▸ Task instructions: An exact copy of every entry is needed, with the images left out.

▬▬▬▬▬▬▬▬▬▬

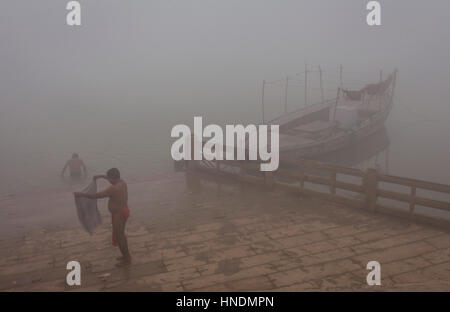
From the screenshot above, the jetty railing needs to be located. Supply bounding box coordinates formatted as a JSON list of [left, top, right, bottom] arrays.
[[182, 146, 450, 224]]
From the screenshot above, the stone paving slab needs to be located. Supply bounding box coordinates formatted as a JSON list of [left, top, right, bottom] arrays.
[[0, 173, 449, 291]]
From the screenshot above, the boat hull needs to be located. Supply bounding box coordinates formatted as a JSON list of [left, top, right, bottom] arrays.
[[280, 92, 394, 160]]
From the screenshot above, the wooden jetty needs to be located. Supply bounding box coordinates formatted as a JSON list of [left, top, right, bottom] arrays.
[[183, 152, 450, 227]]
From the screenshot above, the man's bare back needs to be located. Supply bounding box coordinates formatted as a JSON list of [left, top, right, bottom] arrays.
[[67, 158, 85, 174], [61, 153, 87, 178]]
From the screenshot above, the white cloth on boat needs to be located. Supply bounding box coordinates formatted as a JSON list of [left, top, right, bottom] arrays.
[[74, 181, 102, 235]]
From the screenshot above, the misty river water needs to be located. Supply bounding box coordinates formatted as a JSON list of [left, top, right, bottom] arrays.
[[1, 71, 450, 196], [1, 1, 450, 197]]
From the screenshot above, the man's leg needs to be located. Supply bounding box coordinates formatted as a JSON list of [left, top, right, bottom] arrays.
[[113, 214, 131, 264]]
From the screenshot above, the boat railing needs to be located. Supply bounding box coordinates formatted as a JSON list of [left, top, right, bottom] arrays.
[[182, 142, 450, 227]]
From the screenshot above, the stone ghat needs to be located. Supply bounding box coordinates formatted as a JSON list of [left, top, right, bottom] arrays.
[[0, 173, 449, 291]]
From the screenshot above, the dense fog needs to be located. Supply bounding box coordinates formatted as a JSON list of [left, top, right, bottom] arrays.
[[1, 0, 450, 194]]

▬▬▬▬▬▬▬▬▬▬

▸ Answer:
From the screenshot above, the jetty railing needs to be located. Supply bounding box coordinates formatted as a JSON list of [left, top, right, bottom] arrays.
[[182, 146, 450, 224]]
From the screenshot above, the stone paving slab needs to be located. Supply bounding box coordinates formatted as a JSON list of [left, top, right, bottom] arrays.
[[0, 173, 449, 291]]
From the screenshot above, the boat hull needs to be located. Supply bounding box coordinates formatted as a JSON list of [left, top, right, bottom] arrays.
[[280, 92, 394, 160]]
From the screenshot above, the wooden jetty needs to be located. Supply bounding box coordinates formatted as a JSON list of [left, top, right, bottom] arrays.
[[183, 152, 450, 227]]
From the screenshot above, the man's bare back needs to be located. Supply bounding box coordinates formatted as a JSON list of [left, top, right, bottom] arrays.
[[67, 158, 85, 174], [61, 153, 87, 178]]
From the screenshot above, the white cloth on boat needs to be located. Supply bounding box coordinates formatted as a JSON list of [left, top, right, bottom] arrays.
[[74, 181, 102, 235]]
From the screenshot above, the misty river water needs to be located. Supply bounding box coordinates formatted as a JSON list of [left, top, right, bottom] arrays.
[[1, 71, 450, 196], [1, 1, 450, 197]]
From the screenshot above, the man's leg needs to be located. Supply bounding box coordinates formatted as a JSON list of [left, top, right, bottom] arrays.
[[113, 214, 131, 264]]
From the screenshot above, the boat railing needs to be located. Supply bounding box coordinates formatted as a JSON list of [left, top, right, bottom] arrays.
[[182, 142, 450, 227]]
From the screenshot above, the stone ghat needs to be located. Supply bounding box coordinates formatted as a JSON list of [left, top, right, bottom] arrays.
[[0, 173, 449, 291]]
From the screenshot above, the dense fog needs to be located. Supply bounding box coordinates formatted as a JSON list of [left, top, right, bottom] arrays.
[[1, 0, 450, 194]]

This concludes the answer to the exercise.